# [Supplied text]
Household income drops as much as 9 percent, new research finds
WEDNESDAY, May 3, 2017 (HealthDay News) — Family income can take a big hit when a wife or husband cares for a spouse with cancer, according to a study published recently in the Journal of Health Economics.
Based on data from working-age couples in Canada, average household income declined between 5 and 9 percent, the researchers found. A man’s earnings fall 3.5 percent and a woman’s up to 6 percent after a spouse’s cancer diagnosis.
There are two ways household income shrinks, the investigators said. “One is that the person who is diagnosed might not be able to work because they are getting treatment or they’re too sick to work. The second is what happens to their spouse: Does the spouse work more to make up for the lost income or does the spouse also reduce his or her labor supply in order to take care of the spouse that is diagnosed with cancer?” study coauthor Vincent Pohl, Ph.D., an assistant professor of economics at the University of Georgia in Athens, asked in a university news release.
“If you think about disability insurance, it’s a function of an individual’s inability to work,” Pohl said. “It doesn’t take into account that family members might have to take care of an individual and therefore might also lose their job or reduce their working hours and thus their income.” He said policymakers need to consider how to protect “not just individuals from the consequences of getting sick, but their entire family.”

# [Data for analysis]
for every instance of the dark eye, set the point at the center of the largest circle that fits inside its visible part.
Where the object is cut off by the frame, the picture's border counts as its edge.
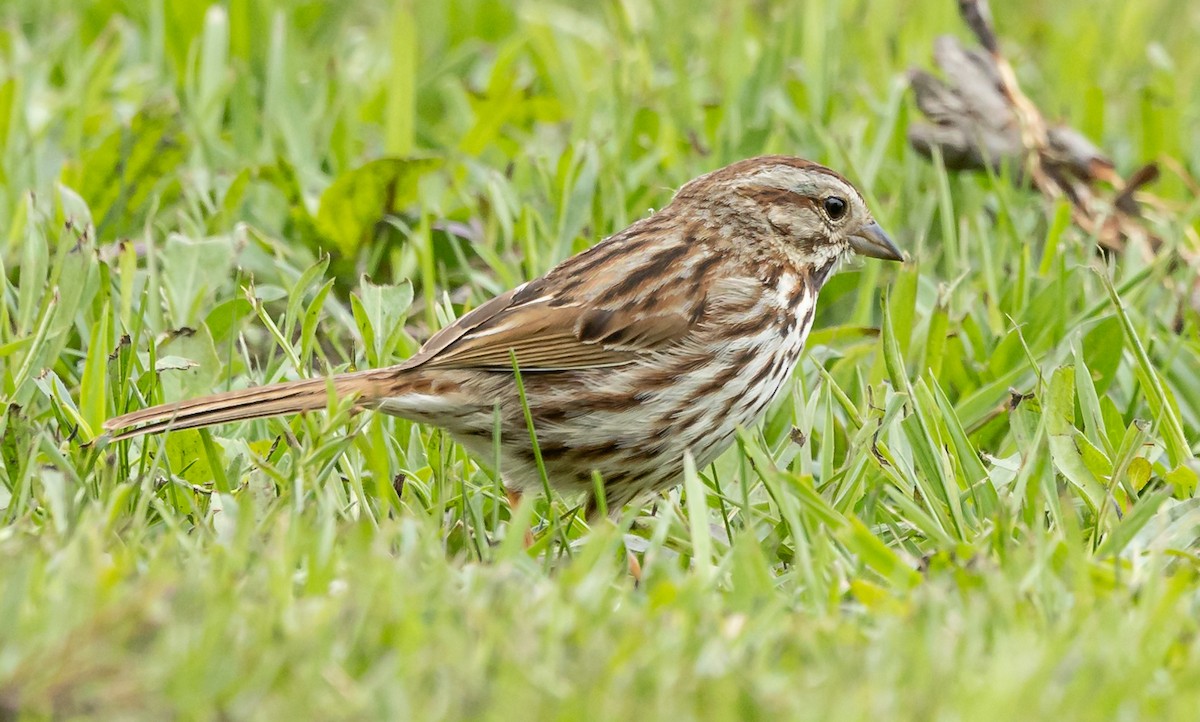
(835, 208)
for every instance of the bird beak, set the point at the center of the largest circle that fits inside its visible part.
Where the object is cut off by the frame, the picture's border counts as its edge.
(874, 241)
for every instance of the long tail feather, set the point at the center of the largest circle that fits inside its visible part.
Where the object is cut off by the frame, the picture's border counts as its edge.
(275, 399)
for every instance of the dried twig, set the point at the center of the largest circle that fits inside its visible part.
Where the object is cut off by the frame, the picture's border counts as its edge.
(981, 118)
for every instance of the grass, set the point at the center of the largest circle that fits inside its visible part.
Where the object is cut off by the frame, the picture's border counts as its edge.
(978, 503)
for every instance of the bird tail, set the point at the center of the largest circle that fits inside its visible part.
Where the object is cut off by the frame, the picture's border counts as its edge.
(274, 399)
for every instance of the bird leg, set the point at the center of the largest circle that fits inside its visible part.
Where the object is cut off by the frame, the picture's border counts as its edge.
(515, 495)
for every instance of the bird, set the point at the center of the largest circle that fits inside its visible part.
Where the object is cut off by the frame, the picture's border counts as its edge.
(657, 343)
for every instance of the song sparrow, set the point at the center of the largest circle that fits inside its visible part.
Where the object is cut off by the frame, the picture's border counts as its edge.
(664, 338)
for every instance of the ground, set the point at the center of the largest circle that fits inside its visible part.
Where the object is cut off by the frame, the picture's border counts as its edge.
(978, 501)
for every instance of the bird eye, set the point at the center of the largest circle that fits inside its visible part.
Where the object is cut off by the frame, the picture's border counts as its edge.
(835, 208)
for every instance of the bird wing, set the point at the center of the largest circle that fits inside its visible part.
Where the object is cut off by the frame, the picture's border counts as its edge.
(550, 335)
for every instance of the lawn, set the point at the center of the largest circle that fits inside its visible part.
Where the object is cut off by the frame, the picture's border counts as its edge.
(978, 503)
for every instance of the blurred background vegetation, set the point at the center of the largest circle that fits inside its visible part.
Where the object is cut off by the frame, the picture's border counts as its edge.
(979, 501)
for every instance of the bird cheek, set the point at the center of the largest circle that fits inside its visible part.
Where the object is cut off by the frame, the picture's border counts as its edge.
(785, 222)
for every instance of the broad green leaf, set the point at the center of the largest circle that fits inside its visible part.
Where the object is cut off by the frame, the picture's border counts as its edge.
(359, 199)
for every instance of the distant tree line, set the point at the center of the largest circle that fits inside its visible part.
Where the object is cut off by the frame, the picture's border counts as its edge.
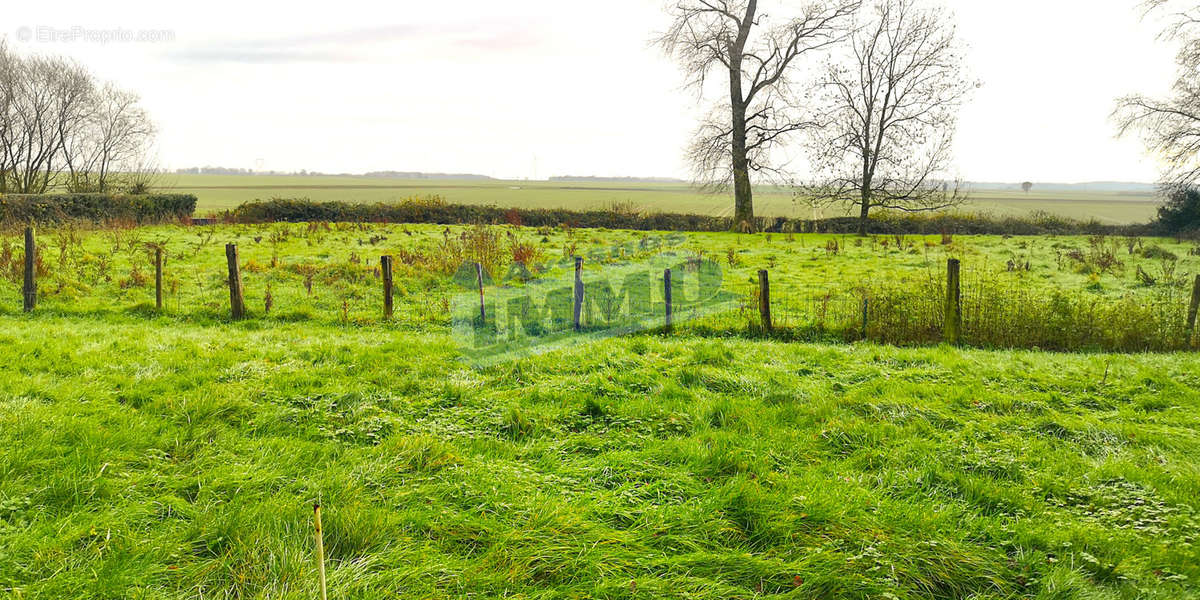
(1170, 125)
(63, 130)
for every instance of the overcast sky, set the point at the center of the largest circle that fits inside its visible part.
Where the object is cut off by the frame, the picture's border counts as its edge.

# [Exercise objective]
List each distinct percentage figure in the article on cancer and household income, in order of first appearance. The listing above is separate material with no connection to the article on cancer and household income.

# [Reply]
9 percent, 5 percent, 3.5 percent, 6 percent